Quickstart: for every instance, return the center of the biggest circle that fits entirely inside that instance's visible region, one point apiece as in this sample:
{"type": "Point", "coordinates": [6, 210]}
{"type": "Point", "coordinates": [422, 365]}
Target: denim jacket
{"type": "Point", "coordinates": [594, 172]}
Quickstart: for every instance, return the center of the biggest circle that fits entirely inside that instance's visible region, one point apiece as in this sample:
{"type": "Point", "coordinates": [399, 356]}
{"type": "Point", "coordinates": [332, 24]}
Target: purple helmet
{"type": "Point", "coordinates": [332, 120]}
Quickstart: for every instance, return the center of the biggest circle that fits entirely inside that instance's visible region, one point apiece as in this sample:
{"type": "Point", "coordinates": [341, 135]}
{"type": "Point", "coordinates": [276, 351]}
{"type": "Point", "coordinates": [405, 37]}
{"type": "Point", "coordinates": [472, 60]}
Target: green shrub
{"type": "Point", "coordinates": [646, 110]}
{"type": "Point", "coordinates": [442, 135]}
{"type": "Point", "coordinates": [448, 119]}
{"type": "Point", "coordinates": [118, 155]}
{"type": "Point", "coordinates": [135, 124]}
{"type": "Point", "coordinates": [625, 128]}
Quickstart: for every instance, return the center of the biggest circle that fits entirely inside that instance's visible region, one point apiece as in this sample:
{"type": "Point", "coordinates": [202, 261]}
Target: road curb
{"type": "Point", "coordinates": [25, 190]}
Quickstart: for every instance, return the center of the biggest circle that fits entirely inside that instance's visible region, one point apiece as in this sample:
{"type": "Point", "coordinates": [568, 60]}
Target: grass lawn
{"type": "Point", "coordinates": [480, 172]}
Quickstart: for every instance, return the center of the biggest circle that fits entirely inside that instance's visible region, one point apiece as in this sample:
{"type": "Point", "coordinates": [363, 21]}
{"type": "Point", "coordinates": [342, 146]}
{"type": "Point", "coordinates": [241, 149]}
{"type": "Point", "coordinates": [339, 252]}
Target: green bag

----

A precise copy of the whole listing is the expected answer.

→ **YOUR RESPONSE**
Quickstart: for every instance, return the center of the biggest circle that fits entirely inside that instance's visible region, one point apiece as in this sample:
{"type": "Point", "coordinates": [6, 210]}
{"type": "Point", "coordinates": [422, 365]}
Target: denim jacket
{"type": "Point", "coordinates": [594, 172]}
Quickstart: for every instance, return the center of the biggest circle that fits entirely inside that instance's visible region, one point apiece as in this sample:
{"type": "Point", "coordinates": [399, 356]}
{"type": "Point", "coordinates": [332, 24]}
Target: purple helmet
{"type": "Point", "coordinates": [332, 120]}
Quickstart: for every instance, return the center of the biggest circle that fits entirely inside that instance's visible region, one point apiece as in this sample:
{"type": "Point", "coordinates": [341, 135]}
{"type": "Point", "coordinates": [276, 351]}
{"type": "Point", "coordinates": [405, 37]}
{"type": "Point", "coordinates": [472, 60]}
Target: green shrub
{"type": "Point", "coordinates": [646, 110]}
{"type": "Point", "coordinates": [442, 135]}
{"type": "Point", "coordinates": [448, 119]}
{"type": "Point", "coordinates": [118, 155]}
{"type": "Point", "coordinates": [135, 124]}
{"type": "Point", "coordinates": [625, 128]}
Quickstart: for every instance, return the center of the biggest circle that fits entirely inside that instance's visible region, one point apiece as in this sample:
{"type": "Point", "coordinates": [202, 261]}
Target: road curb
{"type": "Point", "coordinates": [25, 190]}
Quickstart: for every instance, return the center of the biggest circle that fits entirely inside that instance's visible region, one point apiece as in this sample:
{"type": "Point", "coordinates": [568, 60]}
Target: grass lawn
{"type": "Point", "coordinates": [480, 172]}
Quickstart: for every instance, return the center of the biggest circle that fits entirely inside that instance's visible region, one point apiece as in this sample:
{"type": "Point", "coordinates": [363, 21]}
{"type": "Point", "coordinates": [342, 146]}
{"type": "Point", "coordinates": [241, 149]}
{"type": "Point", "coordinates": [339, 252]}
Target: green bag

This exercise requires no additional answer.